> [Stated exercise]
Copy the lines below word for word, leaving out the pictures.

** Start The input **

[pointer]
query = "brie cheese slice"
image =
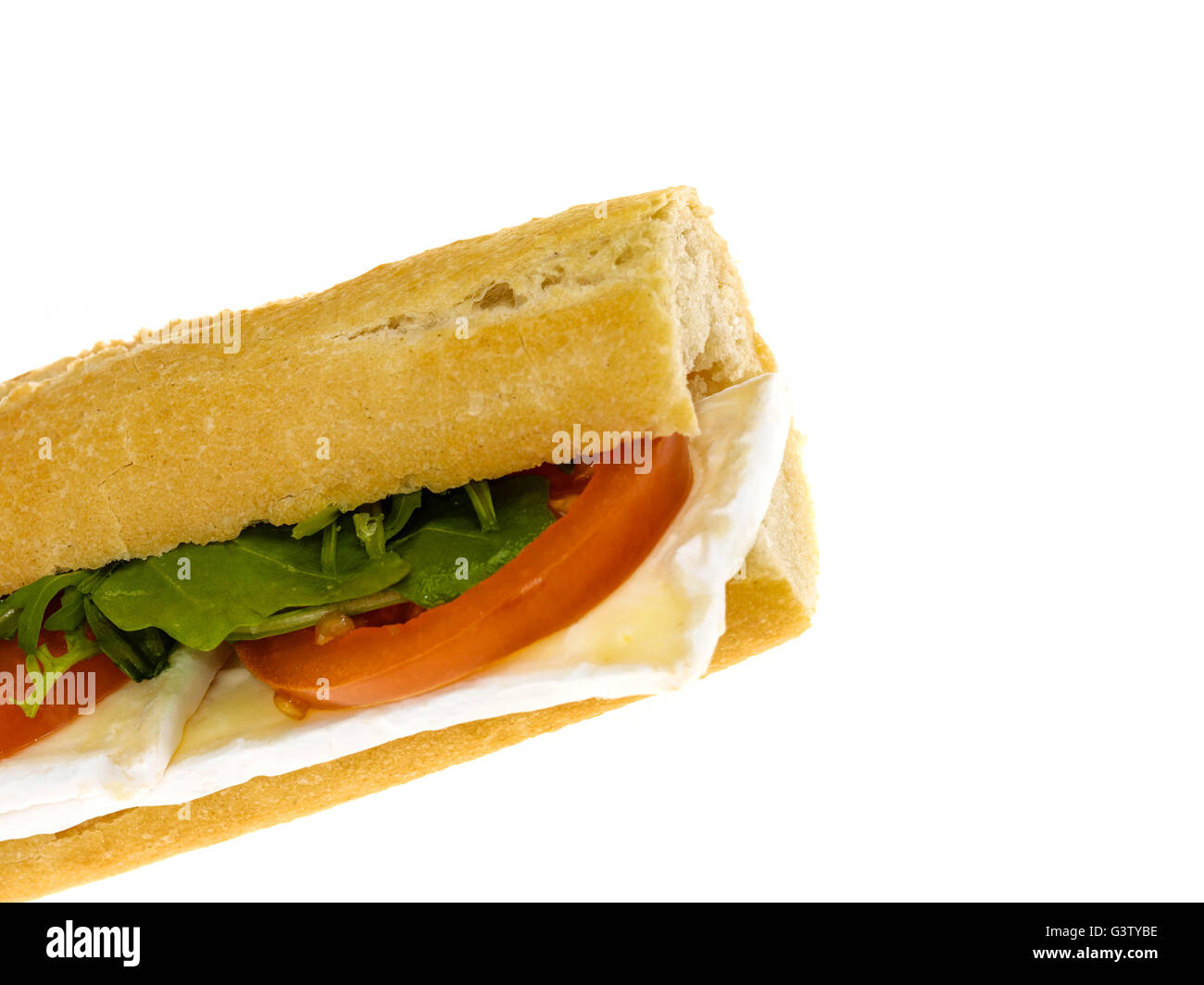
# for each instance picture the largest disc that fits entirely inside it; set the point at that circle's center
(657, 632)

** End The input **

> [Answer to this task]
[pointer]
query = "brie cheese slice"
image =
# for each instance picture the largest disc that fits entirely inside it; set the point at that circle's center
(657, 632)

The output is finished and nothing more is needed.